[Start of Material for this exercise]

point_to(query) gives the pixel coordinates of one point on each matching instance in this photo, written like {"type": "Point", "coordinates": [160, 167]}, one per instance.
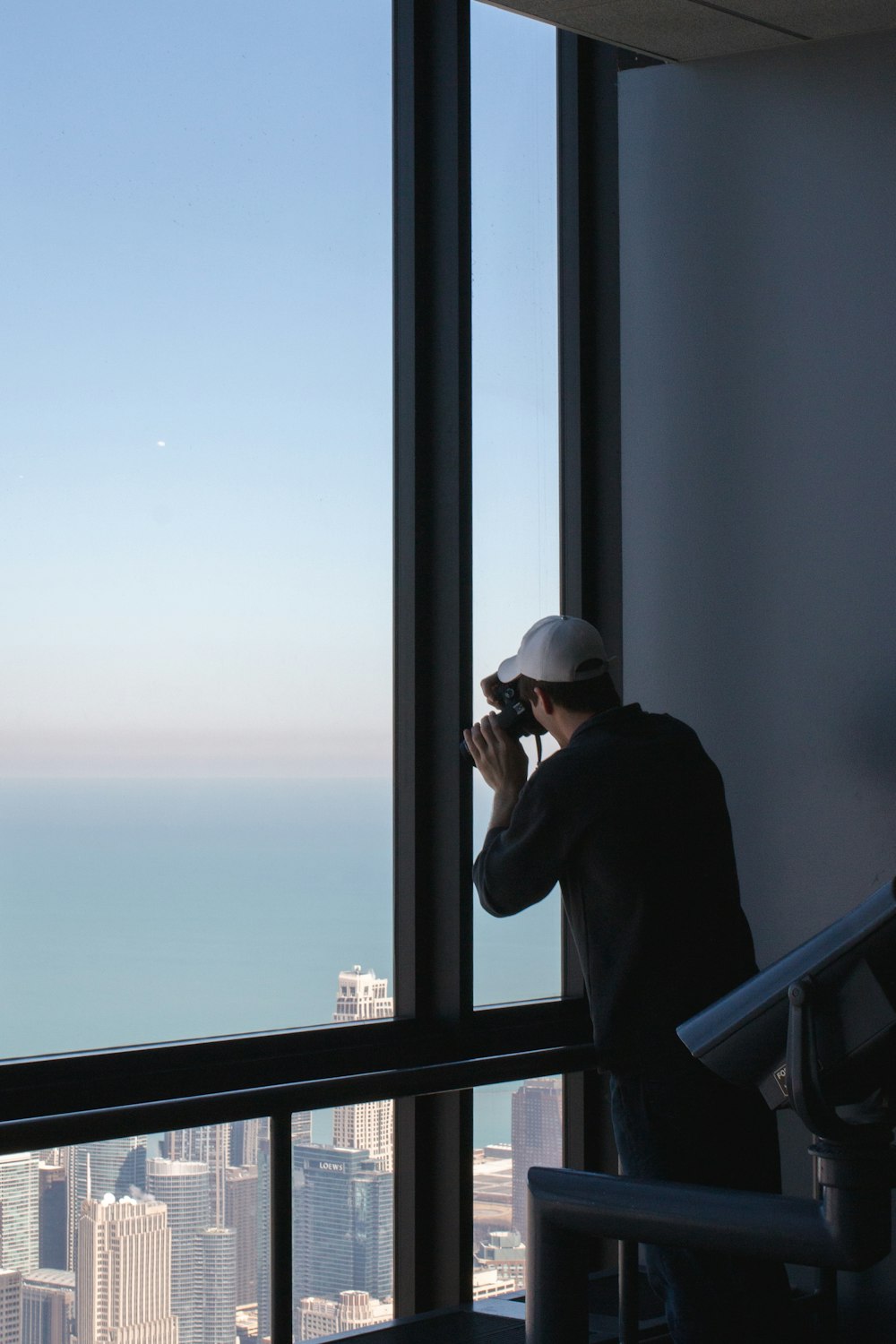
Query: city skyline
{"type": "Point", "coordinates": [214, 1268]}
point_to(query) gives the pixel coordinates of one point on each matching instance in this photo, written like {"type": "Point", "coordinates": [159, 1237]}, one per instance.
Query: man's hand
{"type": "Point", "coordinates": [501, 762]}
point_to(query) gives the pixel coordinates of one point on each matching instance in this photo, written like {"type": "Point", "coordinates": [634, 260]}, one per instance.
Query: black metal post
{"type": "Point", "coordinates": [281, 1228]}
{"type": "Point", "coordinates": [848, 1228]}
{"type": "Point", "coordinates": [433, 629]}
{"type": "Point", "coordinates": [590, 478]}
{"type": "Point", "coordinates": [629, 1322]}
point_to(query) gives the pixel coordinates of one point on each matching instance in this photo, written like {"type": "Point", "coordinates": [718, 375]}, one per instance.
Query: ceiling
{"type": "Point", "coordinates": [692, 30]}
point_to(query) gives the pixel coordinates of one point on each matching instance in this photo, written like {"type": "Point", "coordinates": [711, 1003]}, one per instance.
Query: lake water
{"type": "Point", "coordinates": [142, 910]}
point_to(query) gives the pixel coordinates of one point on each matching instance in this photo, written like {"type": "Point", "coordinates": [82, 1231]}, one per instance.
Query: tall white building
{"type": "Point", "coordinates": [10, 1306]}
{"type": "Point", "coordinates": [47, 1306]}
{"type": "Point", "coordinates": [217, 1282]}
{"type": "Point", "coordinates": [207, 1144]}
{"type": "Point", "coordinates": [123, 1292]}
{"type": "Point", "coordinates": [362, 997]}
{"type": "Point", "coordinates": [536, 1137]}
{"type": "Point", "coordinates": [319, 1316]}
{"type": "Point", "coordinates": [19, 1206]}
{"type": "Point", "coordinates": [107, 1167]}
{"type": "Point", "coordinates": [183, 1188]}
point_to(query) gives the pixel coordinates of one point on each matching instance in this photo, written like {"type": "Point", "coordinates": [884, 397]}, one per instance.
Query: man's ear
{"type": "Point", "coordinates": [543, 701]}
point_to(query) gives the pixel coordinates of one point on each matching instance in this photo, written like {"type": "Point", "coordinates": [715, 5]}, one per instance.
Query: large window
{"type": "Point", "coordinates": [514, 416]}
{"type": "Point", "coordinates": [201, 838]}
{"type": "Point", "coordinates": [195, 524]}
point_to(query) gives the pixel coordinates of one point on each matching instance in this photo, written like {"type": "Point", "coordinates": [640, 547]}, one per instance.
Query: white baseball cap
{"type": "Point", "coordinates": [557, 648]}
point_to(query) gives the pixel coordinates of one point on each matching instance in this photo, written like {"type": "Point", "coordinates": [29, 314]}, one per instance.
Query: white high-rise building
{"type": "Point", "coordinates": [363, 997]}
{"type": "Point", "coordinates": [107, 1167]}
{"type": "Point", "coordinates": [183, 1188]}
{"type": "Point", "coordinates": [217, 1284]}
{"type": "Point", "coordinates": [21, 1204]}
{"type": "Point", "coordinates": [10, 1306]}
{"type": "Point", "coordinates": [207, 1144]}
{"type": "Point", "coordinates": [124, 1273]}
{"type": "Point", "coordinates": [319, 1316]}
{"type": "Point", "coordinates": [536, 1137]}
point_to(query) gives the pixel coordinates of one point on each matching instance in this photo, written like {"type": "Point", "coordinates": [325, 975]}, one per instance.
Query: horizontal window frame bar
{"type": "Point", "coordinates": [50, 1102]}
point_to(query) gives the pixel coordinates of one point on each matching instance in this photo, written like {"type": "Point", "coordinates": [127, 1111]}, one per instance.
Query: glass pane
{"type": "Point", "coordinates": [159, 1236]}
{"type": "Point", "coordinates": [341, 1219]}
{"type": "Point", "coordinates": [514, 1126]}
{"type": "Point", "coordinates": [195, 529]}
{"type": "Point", "coordinates": [514, 416]}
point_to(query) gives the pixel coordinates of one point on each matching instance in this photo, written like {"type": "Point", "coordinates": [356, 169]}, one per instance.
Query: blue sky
{"type": "Point", "coordinates": [195, 449]}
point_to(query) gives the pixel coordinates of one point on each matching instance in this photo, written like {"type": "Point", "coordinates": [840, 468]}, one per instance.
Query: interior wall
{"type": "Point", "coordinates": [758, 220]}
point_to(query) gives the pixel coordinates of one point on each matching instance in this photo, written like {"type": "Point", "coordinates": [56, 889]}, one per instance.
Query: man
{"type": "Point", "coordinates": [630, 819]}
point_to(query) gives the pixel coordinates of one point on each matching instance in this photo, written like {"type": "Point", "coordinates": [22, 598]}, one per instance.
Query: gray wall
{"type": "Point", "coordinates": [759, 470]}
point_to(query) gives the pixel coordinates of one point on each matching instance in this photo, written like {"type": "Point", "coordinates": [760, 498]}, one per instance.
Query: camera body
{"type": "Point", "coordinates": [514, 715]}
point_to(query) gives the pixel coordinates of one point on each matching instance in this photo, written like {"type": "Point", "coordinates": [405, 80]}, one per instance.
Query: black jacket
{"type": "Point", "coordinates": [630, 819]}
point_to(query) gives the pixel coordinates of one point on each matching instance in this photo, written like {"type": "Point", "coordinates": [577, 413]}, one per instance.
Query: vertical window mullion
{"type": "Point", "coordinates": [433, 621]}
{"type": "Point", "coordinates": [590, 438]}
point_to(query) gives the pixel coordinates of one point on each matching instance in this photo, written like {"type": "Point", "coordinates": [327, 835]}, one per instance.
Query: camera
{"type": "Point", "coordinates": [514, 715]}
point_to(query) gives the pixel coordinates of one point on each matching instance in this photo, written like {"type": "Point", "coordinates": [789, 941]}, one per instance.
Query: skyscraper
{"type": "Point", "coordinates": [207, 1144]}
{"type": "Point", "coordinates": [183, 1188]}
{"type": "Point", "coordinates": [47, 1306]}
{"type": "Point", "coordinates": [19, 1206]}
{"type": "Point", "coordinates": [217, 1285]}
{"type": "Point", "coordinates": [536, 1137]}
{"type": "Point", "coordinates": [10, 1306]}
{"type": "Point", "coordinates": [343, 1223]}
{"type": "Point", "coordinates": [263, 1263]}
{"type": "Point", "coordinates": [53, 1214]}
{"type": "Point", "coordinates": [362, 997]}
{"type": "Point", "coordinates": [124, 1273]}
{"type": "Point", "coordinates": [112, 1167]}
{"type": "Point", "coordinates": [241, 1207]}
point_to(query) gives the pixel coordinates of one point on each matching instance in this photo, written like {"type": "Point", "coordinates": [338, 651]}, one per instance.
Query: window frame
{"type": "Point", "coordinates": [440, 1046]}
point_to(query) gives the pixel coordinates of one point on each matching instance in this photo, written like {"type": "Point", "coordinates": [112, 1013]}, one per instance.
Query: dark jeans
{"type": "Point", "coordinates": [702, 1131]}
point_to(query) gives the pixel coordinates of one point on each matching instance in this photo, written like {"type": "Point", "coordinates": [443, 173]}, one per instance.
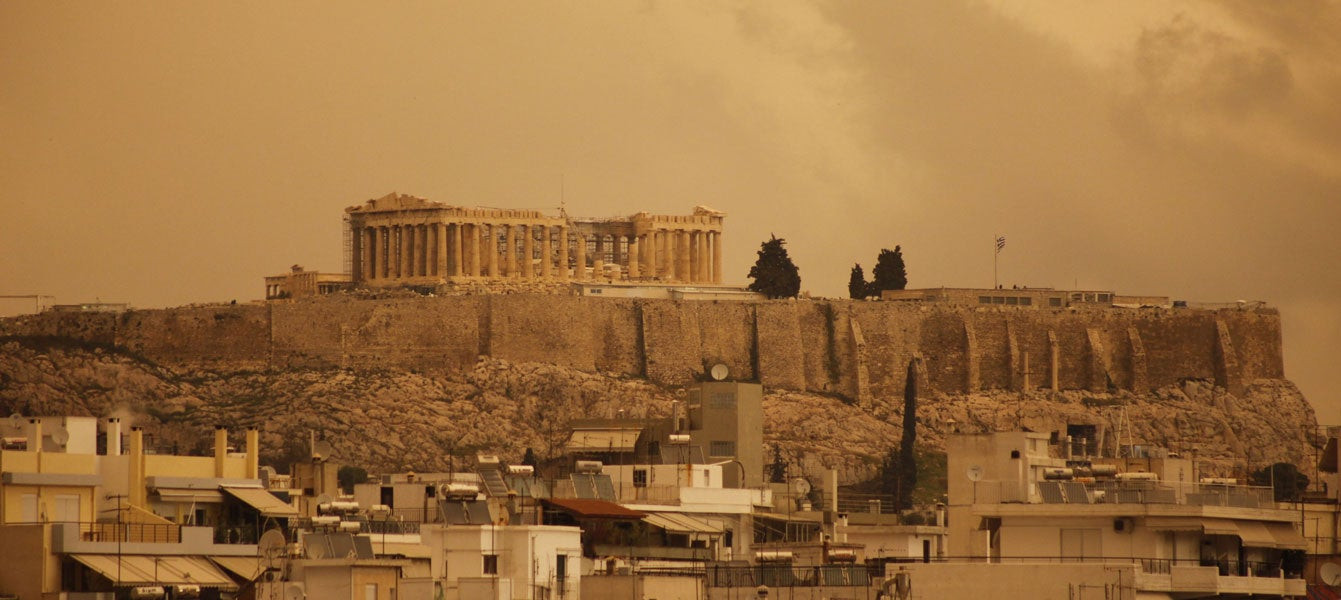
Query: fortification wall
{"type": "Point", "coordinates": [848, 348]}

[End of Material for this exercise]

● **What the exercise asks**
Show every line of the items above that contains the word "black", matching its case exactly.

● **Result of this task**
Query: black metal post
Query: black jacket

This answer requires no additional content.